Stored entries
— start —
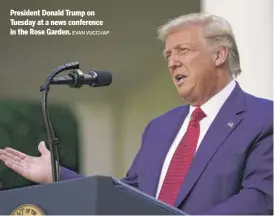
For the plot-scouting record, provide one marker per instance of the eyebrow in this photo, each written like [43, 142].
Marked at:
[165, 52]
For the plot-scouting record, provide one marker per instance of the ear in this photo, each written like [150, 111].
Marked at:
[221, 56]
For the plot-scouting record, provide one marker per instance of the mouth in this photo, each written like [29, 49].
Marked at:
[180, 78]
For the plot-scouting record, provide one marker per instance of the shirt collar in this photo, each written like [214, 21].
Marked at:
[214, 104]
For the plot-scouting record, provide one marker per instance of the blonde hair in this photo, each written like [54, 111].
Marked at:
[217, 31]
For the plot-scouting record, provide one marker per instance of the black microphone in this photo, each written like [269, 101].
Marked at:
[77, 79]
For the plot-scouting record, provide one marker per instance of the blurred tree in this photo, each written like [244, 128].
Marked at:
[22, 128]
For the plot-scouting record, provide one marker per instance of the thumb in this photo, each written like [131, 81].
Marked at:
[42, 148]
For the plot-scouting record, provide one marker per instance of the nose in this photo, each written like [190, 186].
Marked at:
[174, 62]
— end —
(Exercise task): Write out all of the material above as a numbered list with one line per item, skipping blank lines and leaving out the pictures.

(The answer):
1. For the plot-scouting record, provide one marker per instance of the eyebrow in this photo, each written like [43, 142].
2. Marked at:
3. [165, 52]
4. For the plot-scouting record, provide one marker per instance of the ear in this photo, each written like [150, 111].
5. Marked at:
6. [221, 56]
7. For the plot-scouting record, provide one marker per instance of the mouth in this photo, each written like [29, 49].
8. Marked at:
9. [180, 78]
10. For the plot-scouting record, provide one marker per instance of the shirt collar in this photo, each written like [214, 21].
11. Marked at:
12. [214, 104]
13. For the plot-scouting record, provide one marker per instance of the blonde hair in this photo, each written like [54, 111].
14. Marked at:
15. [217, 31]
16. For the plot-scouting record, provide one marker per instance of the black microphone in this photo, each written like [269, 101].
17. Marked at:
18. [77, 79]
19. For the plot-scouting record, provide one marker per instance of the blurred tree in this photo, each written like [244, 128].
20. Marked at:
21. [22, 128]
22. For the plot-scouting record, provide one marker per instance of the thumb in this photo, each written like [131, 81].
23. Marked at:
24. [42, 148]
25. For the plot-scouting record, provide one marker per instance of the nose in this photo, each written like [190, 186].
26. Marked at:
27. [174, 62]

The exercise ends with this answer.